Dataset excerpt
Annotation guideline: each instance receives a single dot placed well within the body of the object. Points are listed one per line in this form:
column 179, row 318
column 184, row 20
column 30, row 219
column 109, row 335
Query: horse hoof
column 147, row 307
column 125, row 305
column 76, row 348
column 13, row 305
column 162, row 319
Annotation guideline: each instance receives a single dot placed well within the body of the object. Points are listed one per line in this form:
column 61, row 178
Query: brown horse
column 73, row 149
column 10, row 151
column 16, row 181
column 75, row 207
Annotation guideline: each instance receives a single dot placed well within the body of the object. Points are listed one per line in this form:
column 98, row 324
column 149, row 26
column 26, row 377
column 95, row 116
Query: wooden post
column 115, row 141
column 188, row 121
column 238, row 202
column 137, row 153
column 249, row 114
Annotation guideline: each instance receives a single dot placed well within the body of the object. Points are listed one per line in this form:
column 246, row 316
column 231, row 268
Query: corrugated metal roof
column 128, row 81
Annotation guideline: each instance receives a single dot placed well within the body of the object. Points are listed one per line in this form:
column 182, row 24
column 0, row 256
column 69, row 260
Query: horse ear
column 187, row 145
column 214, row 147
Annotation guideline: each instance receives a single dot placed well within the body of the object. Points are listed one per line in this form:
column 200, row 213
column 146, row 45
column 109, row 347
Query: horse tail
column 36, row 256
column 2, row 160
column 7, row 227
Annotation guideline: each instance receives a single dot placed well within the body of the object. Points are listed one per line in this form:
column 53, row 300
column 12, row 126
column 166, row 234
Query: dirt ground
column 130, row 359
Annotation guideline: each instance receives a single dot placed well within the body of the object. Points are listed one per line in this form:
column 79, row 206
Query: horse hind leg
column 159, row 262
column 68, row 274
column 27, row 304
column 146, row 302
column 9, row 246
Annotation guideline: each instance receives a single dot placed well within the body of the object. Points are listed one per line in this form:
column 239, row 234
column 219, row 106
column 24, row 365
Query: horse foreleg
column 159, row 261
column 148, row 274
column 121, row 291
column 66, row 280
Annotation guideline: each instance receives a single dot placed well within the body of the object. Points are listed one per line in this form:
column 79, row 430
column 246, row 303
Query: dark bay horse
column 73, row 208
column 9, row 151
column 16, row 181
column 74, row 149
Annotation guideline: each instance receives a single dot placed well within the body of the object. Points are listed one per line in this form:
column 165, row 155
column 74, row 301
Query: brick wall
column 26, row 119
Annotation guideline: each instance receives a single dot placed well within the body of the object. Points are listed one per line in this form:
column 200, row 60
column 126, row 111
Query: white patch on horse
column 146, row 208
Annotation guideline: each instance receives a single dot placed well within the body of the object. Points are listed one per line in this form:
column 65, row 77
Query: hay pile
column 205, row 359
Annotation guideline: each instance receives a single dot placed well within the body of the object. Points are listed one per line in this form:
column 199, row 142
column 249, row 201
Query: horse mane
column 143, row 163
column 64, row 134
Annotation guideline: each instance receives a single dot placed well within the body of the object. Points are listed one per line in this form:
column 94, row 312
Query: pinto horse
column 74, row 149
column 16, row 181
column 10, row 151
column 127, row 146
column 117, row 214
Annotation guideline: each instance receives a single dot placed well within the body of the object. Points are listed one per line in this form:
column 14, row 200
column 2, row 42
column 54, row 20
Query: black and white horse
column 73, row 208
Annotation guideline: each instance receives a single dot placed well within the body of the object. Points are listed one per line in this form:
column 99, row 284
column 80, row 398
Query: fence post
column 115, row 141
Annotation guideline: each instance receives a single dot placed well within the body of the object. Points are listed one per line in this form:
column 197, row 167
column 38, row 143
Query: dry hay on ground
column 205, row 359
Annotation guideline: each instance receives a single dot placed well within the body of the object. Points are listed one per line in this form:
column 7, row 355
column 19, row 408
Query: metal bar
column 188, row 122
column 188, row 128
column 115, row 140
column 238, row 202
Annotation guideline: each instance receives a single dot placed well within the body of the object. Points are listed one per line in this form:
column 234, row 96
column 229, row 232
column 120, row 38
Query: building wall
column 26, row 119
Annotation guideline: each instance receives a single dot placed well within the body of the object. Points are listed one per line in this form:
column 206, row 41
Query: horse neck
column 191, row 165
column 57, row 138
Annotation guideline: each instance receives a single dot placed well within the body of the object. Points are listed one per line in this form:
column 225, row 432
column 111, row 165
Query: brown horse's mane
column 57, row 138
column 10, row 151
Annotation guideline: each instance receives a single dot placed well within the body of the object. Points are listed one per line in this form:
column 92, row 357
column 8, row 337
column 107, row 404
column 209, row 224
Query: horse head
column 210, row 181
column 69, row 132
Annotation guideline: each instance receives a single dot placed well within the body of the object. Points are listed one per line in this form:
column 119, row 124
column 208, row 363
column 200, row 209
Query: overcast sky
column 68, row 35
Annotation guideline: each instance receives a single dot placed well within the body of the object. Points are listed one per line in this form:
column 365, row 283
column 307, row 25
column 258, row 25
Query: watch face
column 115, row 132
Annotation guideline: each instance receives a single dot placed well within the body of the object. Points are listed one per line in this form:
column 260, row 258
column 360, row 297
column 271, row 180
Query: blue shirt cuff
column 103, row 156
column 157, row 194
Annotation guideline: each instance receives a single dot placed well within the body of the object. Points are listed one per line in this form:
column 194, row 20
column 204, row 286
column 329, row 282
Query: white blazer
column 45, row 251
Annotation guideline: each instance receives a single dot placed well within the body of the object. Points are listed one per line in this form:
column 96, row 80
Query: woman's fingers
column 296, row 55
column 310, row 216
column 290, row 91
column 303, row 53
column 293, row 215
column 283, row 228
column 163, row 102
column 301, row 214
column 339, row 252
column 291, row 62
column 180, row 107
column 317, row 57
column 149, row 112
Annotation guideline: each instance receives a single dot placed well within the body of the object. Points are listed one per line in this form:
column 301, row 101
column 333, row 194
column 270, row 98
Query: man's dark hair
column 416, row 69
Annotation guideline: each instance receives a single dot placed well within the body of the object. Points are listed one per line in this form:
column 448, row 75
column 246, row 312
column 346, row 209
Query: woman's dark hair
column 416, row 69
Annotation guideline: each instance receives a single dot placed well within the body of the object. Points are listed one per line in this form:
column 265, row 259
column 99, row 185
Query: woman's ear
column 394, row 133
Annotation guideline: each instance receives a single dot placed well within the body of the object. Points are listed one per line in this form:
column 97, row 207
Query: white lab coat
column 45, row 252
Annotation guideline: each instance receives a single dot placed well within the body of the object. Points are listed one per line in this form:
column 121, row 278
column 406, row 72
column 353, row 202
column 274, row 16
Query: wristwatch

● **Goal of the exercise**: Could you rewrite all of the rows above, swapping "Annotation guideline" for "Labeling rule" and keeping everything else the same?

● **Right answer**:
Labeling rule: each instance receives a single dot placed well within the body of the object. Points are listed one per line in this form:
column 179, row 318
column 184, row 20
column 30, row 219
column 109, row 335
Query: horse hoof
column 147, row 307
column 125, row 305
column 76, row 348
column 13, row 305
column 162, row 319
Labeling rule: each instance receives a single dot placed well within the body of the object. Points are listed one per line in this form:
column 61, row 178
Query: brown horse
column 73, row 149
column 10, row 151
column 16, row 181
column 75, row 207
Labeling rule: each instance receives a single dot placed well within the body of the object. Points are listed one per line in this form:
column 98, row 324
column 149, row 26
column 26, row 377
column 95, row 116
Query: wooden post
column 115, row 141
column 188, row 121
column 238, row 202
column 137, row 153
column 249, row 114
Labeling rule: each instance receives a single dot placed well within the body of the object. Points are listed one per line in this form:
column 246, row 316
column 231, row 268
Query: corrugated metal roof
column 128, row 81
Labeling rule: each instance receives a single dot placed well within the body of the object. Points are listed one per line in this form:
column 182, row 24
column 0, row 256
column 69, row 260
Query: horse ear
column 187, row 145
column 214, row 147
Labeling rule: each instance receives a single dot placed well within the body of the object. Points are listed one per line in this form:
column 200, row 213
column 146, row 45
column 109, row 347
Query: horse tail
column 36, row 256
column 2, row 160
column 7, row 227
Labeling rule: each instance receives a single dot placed well within the body of the object. Points are listed one per line in this form:
column 53, row 300
column 12, row 126
column 166, row 234
Query: dirt ground
column 130, row 359
Labeling rule: each instance receives a single dot placed well within the body of the object. Points are listed one per line in this form:
column 79, row 206
Query: horse hind leg
column 159, row 262
column 68, row 274
column 27, row 304
column 146, row 302
column 9, row 246
Labeling rule: each instance receives a single dot placed well within the body of the object. Points are listed one per line in this form:
column 239, row 234
column 219, row 106
column 24, row 365
Query: horse foreleg
column 159, row 261
column 148, row 274
column 121, row 291
column 66, row 280
Labeling rule: each instance receives a single dot placed well within the body of the object. Points are listed one per line in this form:
column 79, row 430
column 246, row 303
Query: dark bay horse
column 73, row 208
column 9, row 151
column 16, row 181
column 74, row 149
Labeling rule: each instance receives a single dot placed well within the body of the object. Points are listed one per line in this form:
column 165, row 155
column 74, row 301
Query: brick wall
column 26, row 119
Labeling rule: each instance receives a single dot placed well within the body of the object. Points are listed one per line in this form:
column 200, row 60
column 126, row 111
Query: white patch on horse
column 146, row 208
Labeling rule: each instance receives a single dot placed well within the body of the object. Points are listed one per line in this form:
column 65, row 77
Query: hay pile
column 205, row 359
Labeling rule: each instance receives a single dot placed well within the body of the object. Points are listed one per line in this form:
column 199, row 142
column 249, row 201
Query: horse mane
column 143, row 163
column 64, row 134
Labeling rule: each instance receives a single dot placed well within the body of the object. Points are listed one per line in this form:
column 94, row 312
Query: pinto horse
column 74, row 149
column 16, row 181
column 10, row 151
column 127, row 146
column 117, row 214
Labeling rule: each instance receives a single dot placed well within the body of the object. Points are listed one per line in this form:
column 14, row 200
column 2, row 42
column 54, row 20
Query: black and white horse
column 73, row 208
Labeling rule: each instance receives a single dot placed well within the body of the object. Points are listed one per line in this form:
column 99, row 284
column 80, row 398
Query: fence post
column 115, row 141
Labeling rule: each instance receives a single dot placed well within the body of the object. Points are listed one per line in this form:
column 197, row 167
column 38, row 143
Query: dry hay on ground
column 205, row 359
Labeling rule: each instance receives a single dot placed well within the body of the object. Points are listed one per line in this form:
column 7, row 355
column 19, row 408
Query: metal bar
column 188, row 122
column 188, row 128
column 115, row 140
column 238, row 202
Labeling rule: each instance receives a single dot placed well within the body of the object. Points are listed one per line in this form:
column 234, row 96
column 229, row 232
column 120, row 38
Query: building wall
column 26, row 119
Labeling rule: each instance receives a single dot placed well within the body of the object. Points are listed one per line in this form:
column 206, row 41
Query: horse neck
column 191, row 165
column 57, row 138
Labeling rule: each instance receives a single dot placed well within the body of the object. Points are listed one per line in this form:
column 225, row 432
column 111, row 165
Query: brown horse's mane
column 57, row 138
column 10, row 151
Labeling rule: each instance receives a single dot placed well within the body of the object. Points are listed one per line in this form:
column 92, row 357
column 8, row 337
column 107, row 404
column 209, row 224
Query: horse head
column 210, row 181
column 69, row 132
Labeling rule: each instance receives a single dot placed well within the body of the object. Points are listed one per line in this form:
column 119, row 124
column 208, row 363
column 200, row 209
Query: overcast sky
column 68, row 35
Labeling rule: each instance receives a single dot placed well within the body of the object. Points are listed one per line in this form:
column 365, row 283
column 307, row 25
column 258, row 25
Query: watch face
column 115, row 132
Labeling rule: each instance receives a single dot placed well within the body of the object. Points are listed one per line in this form:
column 260, row 258
column 360, row 297
column 271, row 180
Query: blue shirt cuff
column 103, row 156
column 157, row 194
Labeling rule: each instance receives a single dot placed well within the body of the object. Points are listed one per line in this form:
column 194, row 20
column 204, row 286
column 329, row 282
Query: white blazer
column 45, row 251
Labeling rule: each instance receives a single dot placed well within the body of the object. Points are listed one per line in this form:
column 96, row 80
Query: woman's fingers
column 296, row 55
column 310, row 216
column 290, row 91
column 303, row 53
column 293, row 215
column 283, row 228
column 163, row 102
column 301, row 214
column 339, row 252
column 291, row 62
column 180, row 107
column 317, row 57
column 149, row 112
Labeling rule: each instance receives a single dot placed well within the body of the object. Points are listed one per line in this form:
column 301, row 101
column 333, row 194
column 270, row 98
Query: man's dark hair
column 416, row 69
Labeling rule: each instance receives a single dot placed well within the body of the object. Points are listed one per line in this form:
column 448, row 75
column 246, row 312
column 346, row 209
Query: woman's dark hair
column 416, row 69
Labeling rule: each instance receives a single dot placed well within the body of the object. Points are listed one per line in this form:
column 265, row 259
column 99, row 185
Query: woman's ear
column 394, row 133
Labeling rule: each instance receives a single dot placed well within the body of the object. Points are listed one per line in this form:
column 97, row 207
Query: white lab coat
column 45, row 252
Labeling rule: each instance receives a single dot placed well within the body of the object. Points are listed one per line in this form:
column 121, row 278
column 406, row 72
column 353, row 202
column 274, row 16
Query: wristwatch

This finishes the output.